Systematic approach: First, enable debug logging by adding ACTIONS_RUNNER_DEBUG=true as a repository secret and re-running. The detailed logs usually reveal the exact problem. Common causes: 1) Environment difference — local machine has tools installed globally (kubectl, helm, node) that the runner does not have. Fix: add explicit setup steps (actions/setup-node, actions/setup-java). 2) Secret not set — the workflow references a secret that exists in your environment but not in GitHub. Check Settings → Secrets. 3) Permissions — runner cannot push to registry or create releases. Check permissions block in workflow YAML. 4) Path difference — workflow runs from repo root, local you run from a subdirectory. Use working-directory: ./subfolder. 5) Token scope — GITHUB_TOKEN has limited permissions. Check if you need additional permissions.
GitHub Actions · ARCHITECT
How do you design a GitHub Actions workflow for multiple environments with approval gates?
Use GitHub Environments with protection rules. Create three environments in repo Settings → Environments: staging (no approvals, auto-deploy), uat (1 required reviewer), production (2 required reviewers + branch protection). Each environment can have its own secrets (prod DB password different from staging). In the workflow, set environment: production on the deployment job. GitHub automatically pauses the workflow and sends notifications to required reviewers. If they approve, the workflow continues. If they reject or timeout (configurable), the workflow fails. This gives a complete audit trail — who approved what deployment, when, and from which commit. No Slack messages that disappear, no email threads. All in GitHub history.
GitHub Actions · ENGINEER
What are reusable workflows and when should you use them?
Reusable workflows are workflow files that other workflows can call — like functions. You define them once with workflow_call trigger and inputs/secrets parameters. Any other workflow calls them with uses: org/repo/.github/workflows/deploy.yml. Use them when: multiple repos do the same deployment pattern (all microservices deploy to Kubernetes the same way), you want to enforce standards (all deployments must include security scan before push), or you want to simplify individual repo workflows (50-line workflow becomes 10 lines calling reusable workflows). Difference from composite actions: reusable workflows run as separate jobs. Composite actions are steps within a job. Reusable workflows are better for complete deployment flows; composite actions for step-level reuse.
GitHub Actions · PRODUCTION
GitHub Actions minutes are being used too quickly. How do you optimise?
Measure first: Actions → billing shows minutes per workflow. Four main optimisations. One: caching — use actions/cache for node_modules, Maven .m2, pip cache. Saves 2-5 minutes per run. Use hashFiles() to invalidate cache only when dependency files change. Two: parallel vs sequential — check if jobs that run sequentially could run in parallel (needs removed). Three: conditional jobs — skip deployment jobs on PR (if: github.event_name == push). Skip tests on documentation-only changes using paths-ignore or path filters. Four: self-hosted runners — for heavy workloads, run on your own server. No minute counting. Your server, your hardware. Good for Docker builds with large images (10+ GB) where network bandwidth to GitHub runners is the bottleneck.

..............................

● **Request**
Continue the GitHub Actions text above, starting right after its last sentence.

● **Information shown**
..............................

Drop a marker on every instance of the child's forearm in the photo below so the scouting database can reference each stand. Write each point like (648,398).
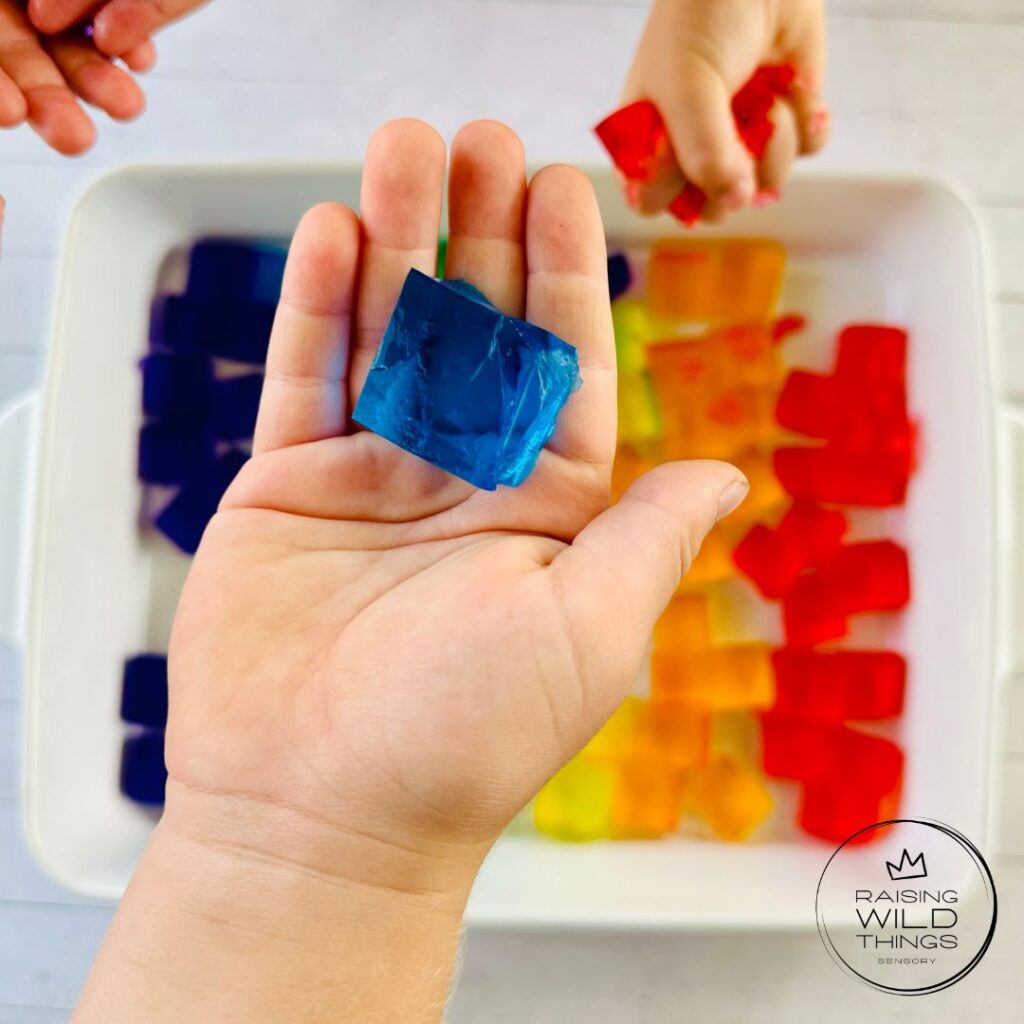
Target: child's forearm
(214,930)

..............................

● **Solved exercise**
GitHub Actions · ARCHITECT
How does OIDC authentication work in GitHub Actions?
OIDC (OpenID Connect) lets GitHub Actions authenticate to cloud providers without stored credentials. Traditional approach: store AWS access key ID and secret in GitHub secrets. Problem: long-lived credentials, manual rotation, risk of exposure. OIDC approach: GitHub acts as an identity provider. When a workflow runs, GitHub mints a short-lived JWT token signed by GitHub's private key. Your cloud provider (AWS, Azure, GCP) is configured to trust GitHub's identity provider. The workflow exchanges the GitHub JWT for a cloud-specific credential. The cloud credential expires after 1 hour. Setup: AWS IAM console → Identity providers → Add GitHub as OIDC provider. Create an IAM role with condition that allows only your specific repo/branch. Add permissions: id-token: write to workflow. Use aws-actions/configure-aws-credentials action. Result: no secrets to rotate, no stored credentials, automatic short-lived tokens per run.
Git · ENGINEER
Explain git rebase vs merge. Which do you prefer and why?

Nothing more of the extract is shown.